Present the data below as a Markdown table with columns headed Row and Line, one numbered row for each line and none for blank lines.

## start Input records

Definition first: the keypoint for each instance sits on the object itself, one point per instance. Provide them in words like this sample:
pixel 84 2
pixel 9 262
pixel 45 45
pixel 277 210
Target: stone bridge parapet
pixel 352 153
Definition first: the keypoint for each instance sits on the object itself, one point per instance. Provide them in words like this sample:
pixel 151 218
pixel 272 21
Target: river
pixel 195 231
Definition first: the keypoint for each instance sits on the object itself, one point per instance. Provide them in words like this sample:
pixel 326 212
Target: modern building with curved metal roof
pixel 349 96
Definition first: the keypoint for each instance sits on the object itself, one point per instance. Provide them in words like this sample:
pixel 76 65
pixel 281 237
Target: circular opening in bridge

## end Input records

__Problem solution__:
| Row | Line |
|---|---|
| 1 | Definition first: the keypoint for each instance sits on the object itself, one point per instance. Provide them in words like this sample: |
| 2 | pixel 84 2 |
| 3 | pixel 9 262 |
| 4 | pixel 45 45 |
| 5 | pixel 277 210 |
| 6 | Target: stone bridge parapet |
| 7 | pixel 352 153 |
| 8 | Definition first: the keypoint for each instance sits on the object itself, one point per instance. Provide them in words like this sample: |
| 9 | pixel 151 218 |
| 10 | pixel 272 21 |
| 11 | Target: river |
| 12 | pixel 195 231 |
| 13 | Definition first: the keypoint for each instance sits on the object itself, one point per instance. Provide them in words like this sample: |
| 14 | pixel 326 212 |
| 15 | Target: modern building with curved metal roof |
| 16 | pixel 349 96 |
| 17 | Definition first: the keypoint for each instance sits on the object itself, one point per instance. Provide them in words like this sample: |
| 18 | pixel 76 65 |
| 19 | pixel 281 237 |
| 20 | Target: circular opening in bridge |